◆ Brief
Render every line of the items below as a JSON list of strings, one string per line, with blank lines omitted.
━━━
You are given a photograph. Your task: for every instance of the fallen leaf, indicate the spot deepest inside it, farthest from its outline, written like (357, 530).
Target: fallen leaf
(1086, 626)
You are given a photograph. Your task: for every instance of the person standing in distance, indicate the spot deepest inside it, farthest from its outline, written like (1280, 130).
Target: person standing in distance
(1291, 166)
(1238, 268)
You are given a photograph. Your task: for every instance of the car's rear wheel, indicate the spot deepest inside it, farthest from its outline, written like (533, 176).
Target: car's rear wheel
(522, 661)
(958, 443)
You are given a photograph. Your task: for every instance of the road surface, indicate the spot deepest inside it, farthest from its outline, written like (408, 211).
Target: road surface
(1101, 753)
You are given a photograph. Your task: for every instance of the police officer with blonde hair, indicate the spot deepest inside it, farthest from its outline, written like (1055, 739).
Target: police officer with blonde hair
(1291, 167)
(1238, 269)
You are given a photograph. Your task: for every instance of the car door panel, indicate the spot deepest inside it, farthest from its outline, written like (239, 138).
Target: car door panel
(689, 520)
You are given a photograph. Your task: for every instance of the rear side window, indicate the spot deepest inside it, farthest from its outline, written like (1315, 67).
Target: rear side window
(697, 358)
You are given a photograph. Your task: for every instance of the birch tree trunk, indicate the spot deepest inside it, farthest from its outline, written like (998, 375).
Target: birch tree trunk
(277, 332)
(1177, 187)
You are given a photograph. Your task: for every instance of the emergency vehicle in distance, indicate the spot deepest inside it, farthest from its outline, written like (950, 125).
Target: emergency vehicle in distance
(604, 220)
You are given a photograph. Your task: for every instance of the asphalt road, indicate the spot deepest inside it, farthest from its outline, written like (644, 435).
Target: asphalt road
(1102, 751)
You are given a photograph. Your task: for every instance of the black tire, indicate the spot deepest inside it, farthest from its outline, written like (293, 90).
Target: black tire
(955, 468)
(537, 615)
━━━
◆ Exercise response
[
  "You are given a photograph. Your task: for every instance of the fallen leaf, indicate the spot deepest inside it, farthest from its outline, written like (357, 530).",
  "Target: fallen leaf",
  "(1086, 626)",
  "You are given a photograph. Your task: for every instance of the person standing in distance, indicate the spot deepest inside it, farthest from its outline, written like (1280, 130).",
  "Target: person standing in distance",
  "(1291, 166)",
  "(1238, 268)",
  "You are given a photograph. Your task: for every instance of the car's rear wheel, indicate the spot deepest inside it, farthest from its outline, written like (533, 176).",
  "Target: car's rear wheel",
  "(522, 661)",
  "(958, 443)",
  "You are given a photograph. Your task: for every instance of the road surface, indicate the spot deepest inside it, farthest from its outline, written like (408, 211).",
  "Target: road surface",
  "(1101, 753)",
  "You are given a photograph. Your task: for every instance of the police officer with blonde hair, indicate the spot deepest inside it, farthest from its outline, written like (1055, 739).",
  "Target: police officer with blonde hair",
  "(1291, 167)",
  "(1238, 269)",
  "You are given a photograph. Your task: for every instance of the car door panel, indicate the spot deepest inside it, farthest from its outline, written like (239, 138).",
  "Target: car door panel",
  "(689, 520)",
  "You are given a photograph. Your task: for every instance of the rear side window, indicate the spot deepest inside it, farthest from its outline, written like (1315, 67).",
  "Target: rear side window",
  "(697, 358)",
  "You are given a photograph. Your task: for every instance of the birch tree trunk, indicate the spot deepest inside it, farthest from its outline, written like (998, 375).",
  "Target: birch tree trunk",
  "(277, 332)",
  "(1177, 187)",
  "You are given a photograph. Your task: for every instance of the emergency vehicle in distance, indicate the spot deepest inside it, farthest from its outline, written like (950, 125).",
  "Target: emergency vehicle in distance",
  "(604, 220)",
  "You are given a photograph. Your task: for every instance of the asphalt road, indicate the spot deepest inside it, farthest from its outline, written like (644, 435).",
  "Target: asphalt road",
  "(1102, 751)",
  "You are given a photograph. Your task: for every instance of the black tire, indicate the spot deepest inside it, farthest from its outline, written like (293, 90).",
  "Target: black tire",
  "(955, 468)",
  "(537, 615)"
]